Referring expression data:
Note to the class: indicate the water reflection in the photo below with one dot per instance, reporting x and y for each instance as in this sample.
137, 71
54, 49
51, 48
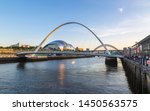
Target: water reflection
62, 74
21, 65
75, 76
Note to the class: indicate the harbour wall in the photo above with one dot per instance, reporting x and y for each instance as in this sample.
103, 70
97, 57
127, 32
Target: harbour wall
138, 76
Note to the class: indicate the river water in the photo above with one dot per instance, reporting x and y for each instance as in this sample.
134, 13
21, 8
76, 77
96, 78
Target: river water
75, 76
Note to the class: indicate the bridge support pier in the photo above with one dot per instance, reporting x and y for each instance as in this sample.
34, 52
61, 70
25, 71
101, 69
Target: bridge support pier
111, 61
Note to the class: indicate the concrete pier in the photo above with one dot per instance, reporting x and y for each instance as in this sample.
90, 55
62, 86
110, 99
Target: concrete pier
138, 76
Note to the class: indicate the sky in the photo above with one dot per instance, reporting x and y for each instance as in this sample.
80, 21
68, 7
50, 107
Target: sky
120, 23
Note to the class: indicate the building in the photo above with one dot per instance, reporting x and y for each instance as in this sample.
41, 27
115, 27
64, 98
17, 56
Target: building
59, 45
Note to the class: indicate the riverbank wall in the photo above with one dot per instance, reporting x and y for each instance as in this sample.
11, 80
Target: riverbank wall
138, 76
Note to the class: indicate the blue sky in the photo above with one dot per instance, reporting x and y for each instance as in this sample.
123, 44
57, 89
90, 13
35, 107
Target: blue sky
117, 22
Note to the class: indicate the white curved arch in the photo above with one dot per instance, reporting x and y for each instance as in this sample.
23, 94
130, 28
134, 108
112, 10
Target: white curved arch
107, 45
67, 23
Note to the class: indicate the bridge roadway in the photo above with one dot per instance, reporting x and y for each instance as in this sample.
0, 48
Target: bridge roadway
23, 54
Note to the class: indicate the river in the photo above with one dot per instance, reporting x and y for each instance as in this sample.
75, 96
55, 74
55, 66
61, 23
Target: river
72, 76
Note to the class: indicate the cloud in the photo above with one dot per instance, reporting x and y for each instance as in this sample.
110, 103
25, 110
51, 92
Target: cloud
126, 32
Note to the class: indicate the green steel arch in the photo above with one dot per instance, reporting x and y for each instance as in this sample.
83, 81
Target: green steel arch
67, 23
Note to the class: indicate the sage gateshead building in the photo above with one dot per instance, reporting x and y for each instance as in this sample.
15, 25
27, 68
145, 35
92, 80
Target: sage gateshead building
59, 45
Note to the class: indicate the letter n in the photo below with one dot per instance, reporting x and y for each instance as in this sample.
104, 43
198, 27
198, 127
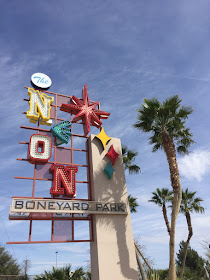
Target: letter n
64, 180
40, 148
40, 105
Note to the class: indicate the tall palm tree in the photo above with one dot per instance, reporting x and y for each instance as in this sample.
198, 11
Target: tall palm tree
166, 122
160, 197
189, 204
128, 159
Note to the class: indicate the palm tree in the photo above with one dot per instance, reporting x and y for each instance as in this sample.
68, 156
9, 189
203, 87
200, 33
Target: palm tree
166, 122
160, 197
128, 159
63, 273
189, 204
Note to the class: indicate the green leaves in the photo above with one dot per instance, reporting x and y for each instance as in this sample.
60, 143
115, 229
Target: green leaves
128, 159
161, 196
169, 116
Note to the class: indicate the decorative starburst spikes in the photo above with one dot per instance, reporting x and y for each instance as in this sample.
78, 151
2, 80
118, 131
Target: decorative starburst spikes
103, 137
40, 106
112, 154
85, 110
62, 131
109, 170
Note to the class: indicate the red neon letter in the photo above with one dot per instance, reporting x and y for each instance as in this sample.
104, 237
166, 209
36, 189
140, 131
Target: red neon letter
40, 148
64, 180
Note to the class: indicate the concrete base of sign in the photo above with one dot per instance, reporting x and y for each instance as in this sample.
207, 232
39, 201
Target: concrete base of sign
112, 251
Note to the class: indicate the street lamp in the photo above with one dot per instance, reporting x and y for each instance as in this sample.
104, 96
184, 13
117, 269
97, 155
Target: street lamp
56, 253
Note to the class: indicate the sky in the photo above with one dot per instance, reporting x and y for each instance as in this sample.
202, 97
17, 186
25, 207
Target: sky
124, 51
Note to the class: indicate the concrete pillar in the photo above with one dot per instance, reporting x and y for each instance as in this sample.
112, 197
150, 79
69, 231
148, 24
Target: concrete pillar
112, 251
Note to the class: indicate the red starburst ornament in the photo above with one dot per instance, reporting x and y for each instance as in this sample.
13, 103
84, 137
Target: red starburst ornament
85, 110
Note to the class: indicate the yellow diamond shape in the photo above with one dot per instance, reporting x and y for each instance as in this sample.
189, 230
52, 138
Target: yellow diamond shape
103, 137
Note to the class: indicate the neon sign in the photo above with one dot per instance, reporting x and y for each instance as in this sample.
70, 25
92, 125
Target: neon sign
39, 107
41, 80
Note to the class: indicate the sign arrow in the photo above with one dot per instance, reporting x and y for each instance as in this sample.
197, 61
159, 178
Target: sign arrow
62, 131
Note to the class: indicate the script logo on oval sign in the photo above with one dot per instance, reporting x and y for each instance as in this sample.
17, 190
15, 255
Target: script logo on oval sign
41, 80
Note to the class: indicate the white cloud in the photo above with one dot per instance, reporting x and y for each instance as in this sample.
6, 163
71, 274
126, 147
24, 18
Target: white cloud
195, 165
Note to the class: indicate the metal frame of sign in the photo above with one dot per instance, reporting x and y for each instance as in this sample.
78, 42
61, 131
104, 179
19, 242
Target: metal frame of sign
51, 216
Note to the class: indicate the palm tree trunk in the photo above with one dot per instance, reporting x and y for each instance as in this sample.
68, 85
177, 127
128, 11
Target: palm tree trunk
170, 151
166, 218
190, 233
140, 266
137, 248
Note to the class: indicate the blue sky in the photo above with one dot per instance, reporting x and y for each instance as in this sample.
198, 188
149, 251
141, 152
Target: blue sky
125, 51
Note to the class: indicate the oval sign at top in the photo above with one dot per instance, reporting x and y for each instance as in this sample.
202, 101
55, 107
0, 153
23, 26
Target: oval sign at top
41, 80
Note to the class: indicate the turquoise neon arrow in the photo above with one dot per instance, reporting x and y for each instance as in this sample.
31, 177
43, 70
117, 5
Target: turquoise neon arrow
62, 131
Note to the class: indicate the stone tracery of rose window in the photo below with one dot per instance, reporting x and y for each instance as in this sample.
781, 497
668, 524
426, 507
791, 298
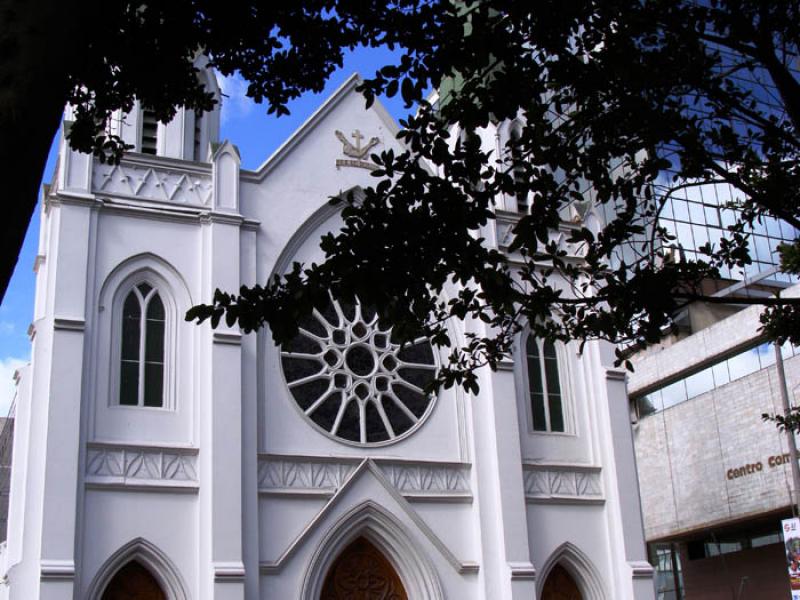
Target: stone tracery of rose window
353, 380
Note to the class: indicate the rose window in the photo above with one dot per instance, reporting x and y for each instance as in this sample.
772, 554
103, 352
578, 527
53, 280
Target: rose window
353, 380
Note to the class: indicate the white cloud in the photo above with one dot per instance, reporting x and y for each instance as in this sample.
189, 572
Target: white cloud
235, 103
7, 387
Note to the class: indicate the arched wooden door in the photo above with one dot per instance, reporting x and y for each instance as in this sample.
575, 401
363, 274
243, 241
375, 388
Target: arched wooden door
361, 572
133, 582
560, 585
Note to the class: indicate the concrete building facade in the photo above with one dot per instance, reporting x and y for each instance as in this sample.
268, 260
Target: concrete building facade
715, 477
201, 463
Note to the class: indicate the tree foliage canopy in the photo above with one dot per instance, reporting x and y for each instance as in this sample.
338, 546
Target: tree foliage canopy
621, 105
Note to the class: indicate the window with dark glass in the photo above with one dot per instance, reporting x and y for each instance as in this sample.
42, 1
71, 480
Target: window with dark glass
518, 168
141, 381
198, 132
544, 386
149, 131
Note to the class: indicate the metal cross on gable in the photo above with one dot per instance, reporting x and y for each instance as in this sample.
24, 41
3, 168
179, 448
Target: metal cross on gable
357, 136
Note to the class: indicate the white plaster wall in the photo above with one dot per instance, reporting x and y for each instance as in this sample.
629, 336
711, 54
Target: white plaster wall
114, 518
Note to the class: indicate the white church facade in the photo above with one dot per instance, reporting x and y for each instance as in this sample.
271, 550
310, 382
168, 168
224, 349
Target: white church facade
161, 459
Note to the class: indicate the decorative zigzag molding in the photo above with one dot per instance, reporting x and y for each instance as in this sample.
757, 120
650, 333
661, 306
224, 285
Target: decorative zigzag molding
562, 484
112, 465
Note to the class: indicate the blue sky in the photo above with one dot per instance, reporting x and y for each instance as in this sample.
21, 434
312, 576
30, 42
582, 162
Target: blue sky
244, 123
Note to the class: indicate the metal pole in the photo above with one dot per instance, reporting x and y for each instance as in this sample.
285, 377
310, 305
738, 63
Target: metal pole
789, 431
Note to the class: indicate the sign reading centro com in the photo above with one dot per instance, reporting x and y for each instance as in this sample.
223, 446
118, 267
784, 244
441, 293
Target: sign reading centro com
773, 461
791, 541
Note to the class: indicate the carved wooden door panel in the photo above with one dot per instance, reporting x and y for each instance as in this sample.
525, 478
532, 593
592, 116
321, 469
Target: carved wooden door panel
560, 586
133, 582
362, 573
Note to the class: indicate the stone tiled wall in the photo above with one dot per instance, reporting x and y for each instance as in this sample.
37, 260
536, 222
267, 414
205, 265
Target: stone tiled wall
686, 455
659, 365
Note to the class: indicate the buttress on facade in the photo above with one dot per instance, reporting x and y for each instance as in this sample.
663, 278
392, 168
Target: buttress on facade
205, 463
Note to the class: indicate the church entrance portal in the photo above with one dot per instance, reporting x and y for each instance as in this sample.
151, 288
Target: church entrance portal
133, 582
361, 572
560, 585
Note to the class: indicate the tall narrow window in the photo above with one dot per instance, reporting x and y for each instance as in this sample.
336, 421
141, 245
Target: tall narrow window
141, 381
198, 133
149, 131
518, 167
544, 386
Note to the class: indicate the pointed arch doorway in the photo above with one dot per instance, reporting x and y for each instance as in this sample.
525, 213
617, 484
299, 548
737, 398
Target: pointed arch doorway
560, 585
362, 572
133, 582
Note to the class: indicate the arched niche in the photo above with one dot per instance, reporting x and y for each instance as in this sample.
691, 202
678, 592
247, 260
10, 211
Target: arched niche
388, 536
560, 585
133, 580
568, 564
127, 563
361, 572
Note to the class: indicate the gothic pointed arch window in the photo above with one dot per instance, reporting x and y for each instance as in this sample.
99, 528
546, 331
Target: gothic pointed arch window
517, 164
141, 362
544, 386
149, 136
362, 572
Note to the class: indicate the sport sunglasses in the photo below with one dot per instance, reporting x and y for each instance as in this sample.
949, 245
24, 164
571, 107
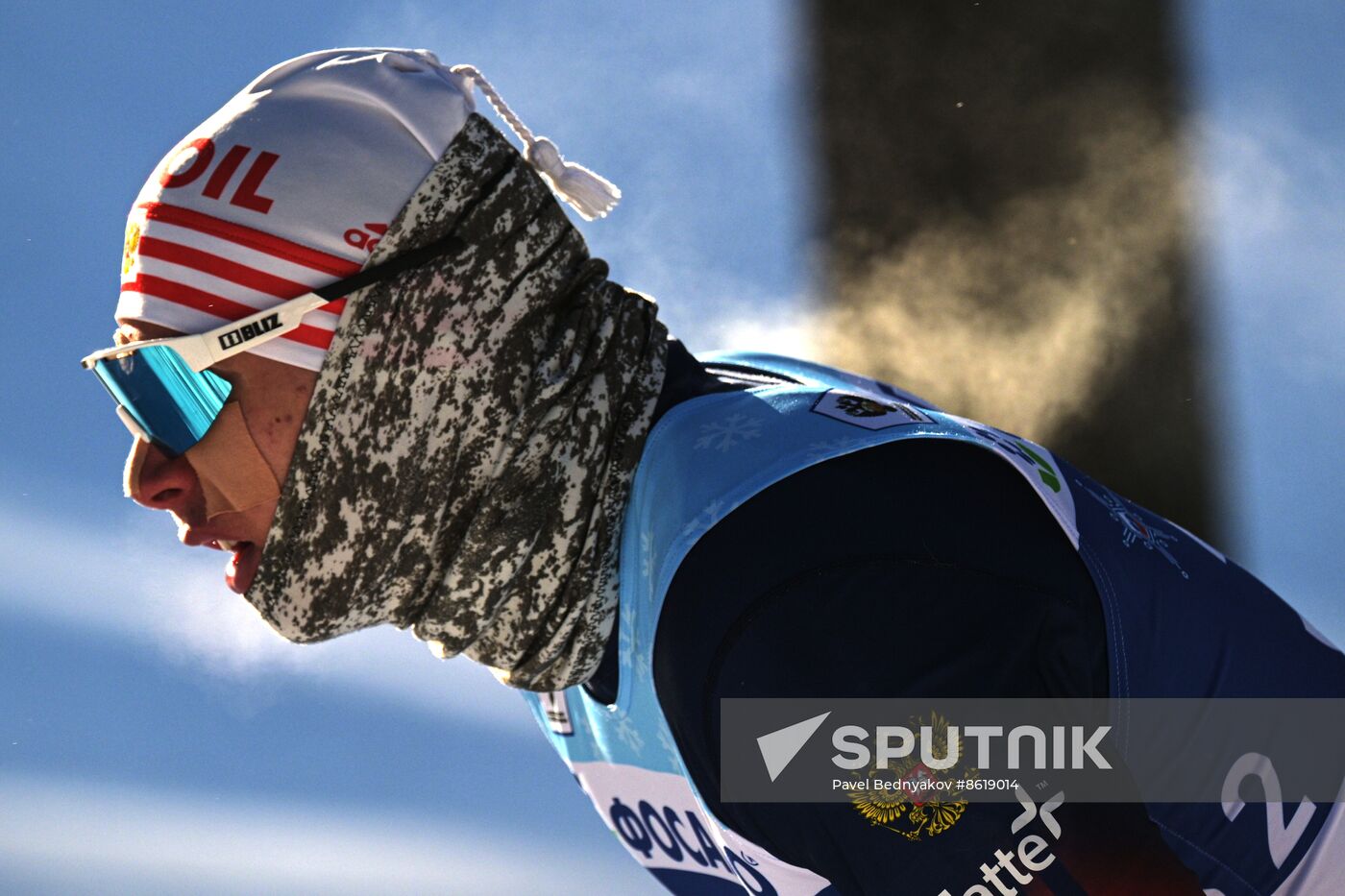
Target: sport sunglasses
163, 388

**Work request:** Give the number of lines containing "below" in the entries, and no other text.

**Answer to this exercise:** 4